SET TASK
Which lines of the listing below contain the word "Mark" with matching case? Pick out each of those lines and copy it.

Region annotation items
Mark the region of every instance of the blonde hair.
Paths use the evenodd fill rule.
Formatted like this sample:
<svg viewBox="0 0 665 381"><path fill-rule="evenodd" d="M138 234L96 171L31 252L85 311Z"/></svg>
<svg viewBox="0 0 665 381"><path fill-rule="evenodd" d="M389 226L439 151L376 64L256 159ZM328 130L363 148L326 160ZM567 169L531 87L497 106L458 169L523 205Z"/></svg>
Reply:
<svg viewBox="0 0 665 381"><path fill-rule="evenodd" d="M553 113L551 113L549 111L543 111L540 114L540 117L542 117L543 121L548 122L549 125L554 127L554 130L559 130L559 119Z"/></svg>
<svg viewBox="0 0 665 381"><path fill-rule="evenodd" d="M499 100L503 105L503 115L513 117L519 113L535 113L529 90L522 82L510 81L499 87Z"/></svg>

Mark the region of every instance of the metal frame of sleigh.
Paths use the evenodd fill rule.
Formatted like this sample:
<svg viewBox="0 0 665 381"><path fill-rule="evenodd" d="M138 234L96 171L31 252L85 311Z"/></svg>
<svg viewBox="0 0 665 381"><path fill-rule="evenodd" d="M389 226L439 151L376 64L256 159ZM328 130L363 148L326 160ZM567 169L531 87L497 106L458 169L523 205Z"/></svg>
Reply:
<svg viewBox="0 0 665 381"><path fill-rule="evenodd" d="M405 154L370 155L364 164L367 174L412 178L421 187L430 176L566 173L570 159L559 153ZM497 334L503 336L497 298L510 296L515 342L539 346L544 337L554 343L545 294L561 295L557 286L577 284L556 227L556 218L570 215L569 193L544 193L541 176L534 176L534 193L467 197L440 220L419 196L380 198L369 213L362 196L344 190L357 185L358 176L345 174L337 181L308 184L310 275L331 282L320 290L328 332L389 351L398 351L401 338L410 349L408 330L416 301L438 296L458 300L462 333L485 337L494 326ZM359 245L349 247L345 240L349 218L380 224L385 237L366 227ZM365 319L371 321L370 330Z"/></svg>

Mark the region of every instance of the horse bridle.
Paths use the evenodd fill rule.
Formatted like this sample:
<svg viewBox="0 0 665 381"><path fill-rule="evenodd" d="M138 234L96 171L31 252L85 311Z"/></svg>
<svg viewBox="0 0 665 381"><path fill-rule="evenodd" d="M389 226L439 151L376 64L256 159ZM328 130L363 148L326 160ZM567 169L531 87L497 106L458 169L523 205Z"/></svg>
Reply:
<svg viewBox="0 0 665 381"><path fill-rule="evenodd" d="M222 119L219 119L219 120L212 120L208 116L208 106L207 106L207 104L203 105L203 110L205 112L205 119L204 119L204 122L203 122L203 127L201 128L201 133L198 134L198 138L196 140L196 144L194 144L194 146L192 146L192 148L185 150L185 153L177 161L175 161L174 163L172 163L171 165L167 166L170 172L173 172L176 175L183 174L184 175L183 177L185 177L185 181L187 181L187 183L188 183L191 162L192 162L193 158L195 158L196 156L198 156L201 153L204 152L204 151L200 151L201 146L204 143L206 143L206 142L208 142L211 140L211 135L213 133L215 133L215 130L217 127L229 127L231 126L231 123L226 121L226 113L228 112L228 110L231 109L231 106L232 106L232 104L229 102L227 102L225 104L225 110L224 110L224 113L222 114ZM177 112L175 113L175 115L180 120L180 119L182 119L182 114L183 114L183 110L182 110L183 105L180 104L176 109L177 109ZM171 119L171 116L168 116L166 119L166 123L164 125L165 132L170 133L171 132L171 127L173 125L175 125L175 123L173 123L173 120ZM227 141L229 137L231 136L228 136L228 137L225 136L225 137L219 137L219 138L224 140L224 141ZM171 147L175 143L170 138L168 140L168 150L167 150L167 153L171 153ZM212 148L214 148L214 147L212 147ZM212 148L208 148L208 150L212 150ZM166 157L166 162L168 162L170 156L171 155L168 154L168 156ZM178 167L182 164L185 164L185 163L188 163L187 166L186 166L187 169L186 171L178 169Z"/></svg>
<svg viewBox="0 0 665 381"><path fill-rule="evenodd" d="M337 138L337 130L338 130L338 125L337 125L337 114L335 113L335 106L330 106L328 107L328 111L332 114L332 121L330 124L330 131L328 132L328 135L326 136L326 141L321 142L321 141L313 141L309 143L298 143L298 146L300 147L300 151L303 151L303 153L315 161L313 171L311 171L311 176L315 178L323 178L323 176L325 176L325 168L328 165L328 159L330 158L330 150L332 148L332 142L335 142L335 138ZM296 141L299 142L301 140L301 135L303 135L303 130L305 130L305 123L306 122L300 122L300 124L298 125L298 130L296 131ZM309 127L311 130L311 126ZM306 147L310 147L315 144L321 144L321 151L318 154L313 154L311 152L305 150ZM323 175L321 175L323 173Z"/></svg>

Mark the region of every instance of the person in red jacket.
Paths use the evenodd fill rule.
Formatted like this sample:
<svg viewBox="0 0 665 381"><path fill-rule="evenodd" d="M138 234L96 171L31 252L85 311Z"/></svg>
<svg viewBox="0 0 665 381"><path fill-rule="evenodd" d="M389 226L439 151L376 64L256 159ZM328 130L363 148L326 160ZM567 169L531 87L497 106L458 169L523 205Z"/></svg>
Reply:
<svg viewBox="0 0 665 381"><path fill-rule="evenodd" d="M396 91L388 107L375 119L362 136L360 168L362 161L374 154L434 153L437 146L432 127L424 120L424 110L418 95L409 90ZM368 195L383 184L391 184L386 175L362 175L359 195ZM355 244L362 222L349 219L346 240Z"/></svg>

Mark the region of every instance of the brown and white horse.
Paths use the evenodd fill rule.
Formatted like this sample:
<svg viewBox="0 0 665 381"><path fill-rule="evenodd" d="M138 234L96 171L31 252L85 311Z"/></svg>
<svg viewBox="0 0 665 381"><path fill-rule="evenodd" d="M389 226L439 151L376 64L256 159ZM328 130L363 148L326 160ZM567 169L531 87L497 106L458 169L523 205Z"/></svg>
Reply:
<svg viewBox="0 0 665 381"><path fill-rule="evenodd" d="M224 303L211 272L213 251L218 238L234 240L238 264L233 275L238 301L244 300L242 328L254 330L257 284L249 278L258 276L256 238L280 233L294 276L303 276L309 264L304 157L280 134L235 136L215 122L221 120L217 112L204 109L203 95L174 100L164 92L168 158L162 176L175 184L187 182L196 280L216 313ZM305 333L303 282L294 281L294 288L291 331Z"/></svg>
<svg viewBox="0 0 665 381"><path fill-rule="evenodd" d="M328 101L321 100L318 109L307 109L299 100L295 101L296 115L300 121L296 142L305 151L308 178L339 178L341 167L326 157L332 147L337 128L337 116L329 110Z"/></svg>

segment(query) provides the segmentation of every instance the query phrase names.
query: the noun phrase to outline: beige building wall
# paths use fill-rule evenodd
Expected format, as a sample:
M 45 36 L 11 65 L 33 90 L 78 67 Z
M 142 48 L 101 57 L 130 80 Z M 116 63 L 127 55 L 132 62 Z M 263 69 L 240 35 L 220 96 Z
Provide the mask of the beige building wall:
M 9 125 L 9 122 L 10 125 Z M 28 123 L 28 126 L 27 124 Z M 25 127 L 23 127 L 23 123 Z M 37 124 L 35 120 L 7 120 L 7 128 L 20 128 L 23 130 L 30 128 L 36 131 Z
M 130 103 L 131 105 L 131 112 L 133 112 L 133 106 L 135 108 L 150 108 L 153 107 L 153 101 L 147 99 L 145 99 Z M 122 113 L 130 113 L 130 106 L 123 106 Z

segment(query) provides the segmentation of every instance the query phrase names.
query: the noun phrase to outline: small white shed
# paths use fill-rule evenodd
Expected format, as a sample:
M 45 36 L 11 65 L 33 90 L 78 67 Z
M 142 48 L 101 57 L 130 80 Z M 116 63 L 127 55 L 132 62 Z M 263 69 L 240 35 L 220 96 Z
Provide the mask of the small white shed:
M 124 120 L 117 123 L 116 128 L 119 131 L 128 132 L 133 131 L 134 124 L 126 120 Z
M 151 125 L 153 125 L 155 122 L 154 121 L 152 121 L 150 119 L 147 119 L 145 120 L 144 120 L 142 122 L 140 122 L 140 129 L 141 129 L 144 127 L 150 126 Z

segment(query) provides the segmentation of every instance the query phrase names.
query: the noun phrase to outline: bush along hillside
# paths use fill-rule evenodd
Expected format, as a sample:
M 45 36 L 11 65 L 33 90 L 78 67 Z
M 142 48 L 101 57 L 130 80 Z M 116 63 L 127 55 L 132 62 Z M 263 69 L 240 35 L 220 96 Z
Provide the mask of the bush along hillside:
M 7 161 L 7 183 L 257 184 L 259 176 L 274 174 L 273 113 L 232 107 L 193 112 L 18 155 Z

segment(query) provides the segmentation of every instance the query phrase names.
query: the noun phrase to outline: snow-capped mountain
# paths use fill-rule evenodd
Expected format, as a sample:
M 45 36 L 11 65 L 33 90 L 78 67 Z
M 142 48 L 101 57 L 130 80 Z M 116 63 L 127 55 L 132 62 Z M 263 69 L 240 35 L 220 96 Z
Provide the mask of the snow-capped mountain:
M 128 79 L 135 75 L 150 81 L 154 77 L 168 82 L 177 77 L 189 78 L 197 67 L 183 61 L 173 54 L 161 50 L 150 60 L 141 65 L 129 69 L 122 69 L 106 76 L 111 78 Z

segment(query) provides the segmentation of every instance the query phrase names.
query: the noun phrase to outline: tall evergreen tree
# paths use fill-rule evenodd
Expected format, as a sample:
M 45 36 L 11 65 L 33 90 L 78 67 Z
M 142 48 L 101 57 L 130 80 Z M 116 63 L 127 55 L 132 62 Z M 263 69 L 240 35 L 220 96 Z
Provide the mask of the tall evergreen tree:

CORRECT RESULT
Mark the region of every instance of the blonde hair.
Mark the region of every instance of the metal frame of sleigh.
Mark the region of every instance of the horse bridle.
Mark the region of every instance of the person in red jacket.
Mark the region of every instance of the brown and white horse.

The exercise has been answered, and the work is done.